*** Opening TEXT BLOCK ***
Massachusetts Supreme Judicial Court Reduces Murder Conviction in Dorchester Stabbing Case

The Massachusetts Supreme Judicial Court today determined that a defendant’s conviction for first-degree murder should be reduced to second-degree murder, which will potentially allow the defendant to be released on parole in the future.  The name of the case is Commonwealth v. Salazar.

One January night in 2005, the blood-soaked defendant appeared at a Dorchester fire department.  Firefighters examined the defendant for the source of the blood and found only a small cut on his right hand.  Police officers later entered the defendant’s apartment and found his roommate, who was lying dead in a pool of blood.  The victim has been stabbed in the neck, which caused him to bleed to death, and sustained 11 additional injuries.  The cops were able to follow a trail of blood that led from the victim’s apartment, through his backyard, and eventually to the fire station where the defendant had sought help.  The defendant was charged with first-degree murder.  At his trial, he testified he had a very close relationship with the victim and had not killed him.  According to the defendant, he and the victim had spent the day of the victim’s murder drinking beer and cooking in their apartment.  Late in the afternoon, the defendant fell asleep on the couch and was woken up by a loud argument.  The defendant testified that he saw two strangers in the apartment who attacked the victim with a knife.  The defendant tried to help the victim, but was beaten by the strangers before fleeing to the fire station.  The jury didn’t buy the defendant’s story and found him guilty of first-degree murder.  The defendant appealed.

On appeal, the defendant argued first that there was insufficient evidence for him to be found guilty of first-degree murder, and second that his trial attorney had not effectively represented him.  The Commonwealth was required to prove the defendant killed the victim with deliberate premeditation (after a period of reflection).  The reflection period does not need to be particularly long – a few seconds will suffice.  In this case, the Supreme Judicial Court concluded the evidence was sufficient to establish the defendant killed the victim after a period of reflection.  The victim was killed with a kitchen knife but his body was found between a hallway and a bedroom.  The jurors could have reasonably concluded that the defendant retrieved the knife from the kitchen before pursuing the victim through the apartment and killing him near the bedroom.  Further, the multiple stab wounds suggested the defendant had committed the murder with deliberate premeditation.
*** Closing TEXT BLOCK ***
*** Opening RECORDED INFORMATION ***
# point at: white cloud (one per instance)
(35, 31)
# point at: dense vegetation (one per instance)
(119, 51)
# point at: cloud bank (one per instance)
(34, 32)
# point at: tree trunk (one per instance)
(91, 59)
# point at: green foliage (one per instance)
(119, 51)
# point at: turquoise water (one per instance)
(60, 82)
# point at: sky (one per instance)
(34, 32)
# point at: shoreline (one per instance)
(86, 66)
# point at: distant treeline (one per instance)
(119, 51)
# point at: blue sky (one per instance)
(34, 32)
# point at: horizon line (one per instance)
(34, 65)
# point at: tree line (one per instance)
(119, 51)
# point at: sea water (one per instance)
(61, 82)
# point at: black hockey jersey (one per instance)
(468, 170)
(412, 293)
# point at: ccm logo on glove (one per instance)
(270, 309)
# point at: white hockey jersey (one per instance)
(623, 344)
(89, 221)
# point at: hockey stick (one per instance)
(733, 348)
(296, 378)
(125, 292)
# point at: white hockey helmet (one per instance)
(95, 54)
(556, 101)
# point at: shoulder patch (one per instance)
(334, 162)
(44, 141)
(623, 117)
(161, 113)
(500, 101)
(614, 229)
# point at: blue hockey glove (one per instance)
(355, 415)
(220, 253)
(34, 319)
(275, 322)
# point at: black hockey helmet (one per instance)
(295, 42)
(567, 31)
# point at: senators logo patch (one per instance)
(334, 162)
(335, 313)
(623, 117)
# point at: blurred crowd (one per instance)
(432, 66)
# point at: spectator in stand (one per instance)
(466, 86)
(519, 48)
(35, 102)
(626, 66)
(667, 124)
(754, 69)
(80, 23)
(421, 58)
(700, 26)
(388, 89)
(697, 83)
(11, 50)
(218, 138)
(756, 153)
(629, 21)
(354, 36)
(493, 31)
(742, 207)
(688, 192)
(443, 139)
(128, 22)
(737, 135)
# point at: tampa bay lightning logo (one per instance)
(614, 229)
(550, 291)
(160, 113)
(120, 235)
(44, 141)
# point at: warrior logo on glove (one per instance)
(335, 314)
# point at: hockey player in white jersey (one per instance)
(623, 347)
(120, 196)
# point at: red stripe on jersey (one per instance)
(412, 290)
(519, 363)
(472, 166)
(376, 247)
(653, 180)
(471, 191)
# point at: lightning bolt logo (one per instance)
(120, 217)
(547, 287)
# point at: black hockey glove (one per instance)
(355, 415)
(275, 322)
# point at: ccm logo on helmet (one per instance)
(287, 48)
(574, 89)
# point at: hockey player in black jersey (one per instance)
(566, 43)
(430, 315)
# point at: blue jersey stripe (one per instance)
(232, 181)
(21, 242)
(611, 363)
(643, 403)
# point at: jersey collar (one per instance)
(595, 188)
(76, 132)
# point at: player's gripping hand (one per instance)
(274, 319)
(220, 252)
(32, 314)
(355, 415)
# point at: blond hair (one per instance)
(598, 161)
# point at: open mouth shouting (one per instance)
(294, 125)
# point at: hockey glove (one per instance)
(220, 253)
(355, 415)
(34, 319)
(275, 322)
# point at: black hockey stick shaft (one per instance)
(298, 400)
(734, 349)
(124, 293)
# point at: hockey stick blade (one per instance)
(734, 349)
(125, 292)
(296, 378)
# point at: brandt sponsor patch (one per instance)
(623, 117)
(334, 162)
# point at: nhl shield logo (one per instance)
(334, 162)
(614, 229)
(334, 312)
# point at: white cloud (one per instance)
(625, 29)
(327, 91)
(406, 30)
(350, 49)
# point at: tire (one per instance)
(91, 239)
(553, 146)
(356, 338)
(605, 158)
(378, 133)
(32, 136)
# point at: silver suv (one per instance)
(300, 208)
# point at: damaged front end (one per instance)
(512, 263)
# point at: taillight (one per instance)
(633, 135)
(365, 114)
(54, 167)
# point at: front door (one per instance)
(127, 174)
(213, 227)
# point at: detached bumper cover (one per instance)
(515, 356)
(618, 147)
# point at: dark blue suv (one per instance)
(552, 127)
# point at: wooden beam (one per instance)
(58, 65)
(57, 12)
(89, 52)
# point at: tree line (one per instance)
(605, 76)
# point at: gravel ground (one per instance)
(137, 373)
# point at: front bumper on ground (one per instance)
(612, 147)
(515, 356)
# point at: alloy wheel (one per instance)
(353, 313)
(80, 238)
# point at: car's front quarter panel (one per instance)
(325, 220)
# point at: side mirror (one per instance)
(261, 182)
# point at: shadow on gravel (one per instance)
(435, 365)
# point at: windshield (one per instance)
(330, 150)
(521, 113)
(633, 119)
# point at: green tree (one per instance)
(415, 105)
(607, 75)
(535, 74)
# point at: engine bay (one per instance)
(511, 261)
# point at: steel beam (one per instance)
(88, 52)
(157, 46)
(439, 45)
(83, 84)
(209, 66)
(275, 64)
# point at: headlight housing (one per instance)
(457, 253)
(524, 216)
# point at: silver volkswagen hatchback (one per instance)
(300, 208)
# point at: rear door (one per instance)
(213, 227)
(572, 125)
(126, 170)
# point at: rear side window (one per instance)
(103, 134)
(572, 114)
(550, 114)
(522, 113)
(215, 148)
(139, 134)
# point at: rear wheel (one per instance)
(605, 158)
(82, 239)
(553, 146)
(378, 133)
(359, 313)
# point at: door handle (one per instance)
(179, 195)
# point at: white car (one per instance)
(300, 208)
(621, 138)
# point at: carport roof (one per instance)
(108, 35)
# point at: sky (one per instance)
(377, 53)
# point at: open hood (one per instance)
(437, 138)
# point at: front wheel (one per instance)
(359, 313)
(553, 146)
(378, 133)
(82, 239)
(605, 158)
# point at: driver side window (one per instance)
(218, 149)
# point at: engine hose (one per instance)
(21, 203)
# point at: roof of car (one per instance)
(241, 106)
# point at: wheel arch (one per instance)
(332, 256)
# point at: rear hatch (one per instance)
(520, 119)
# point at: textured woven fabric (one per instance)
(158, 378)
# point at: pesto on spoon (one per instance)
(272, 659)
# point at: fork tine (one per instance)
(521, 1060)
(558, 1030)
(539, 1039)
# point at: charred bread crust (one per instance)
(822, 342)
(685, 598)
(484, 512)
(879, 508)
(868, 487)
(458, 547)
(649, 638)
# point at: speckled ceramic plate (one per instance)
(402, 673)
*** Closing RECORDED INFORMATION ***
• COMPLETE THE FOLLOWING:
- 1) In the article on the Dorchester stabbing case, what did firefighters find when they examined the defendant for the source of the blood?
- 2) For each statement, say yes or no according to the article on the Dorchester stabbing case, and quote the words that decide it: (a) The reflection period for deliberate premeditation must last at least several minutes. (b) The victim's body was found in the kitchen. (c) The defendant testified that two strangers attacked the victim with a knife.
The stored items play no role here.

• ANSWERS BELOW:
- 1) Only a small cut on his right hand.

- 2)
(a) No: "The reflection period does not need to be particularly long – a few seconds will suffice."
(b) No: "his body was found between a hallway and a bedroom."
(c) Yes: "The defendant testified that he saw two strangers in the apartment who attacked the victim with a knife."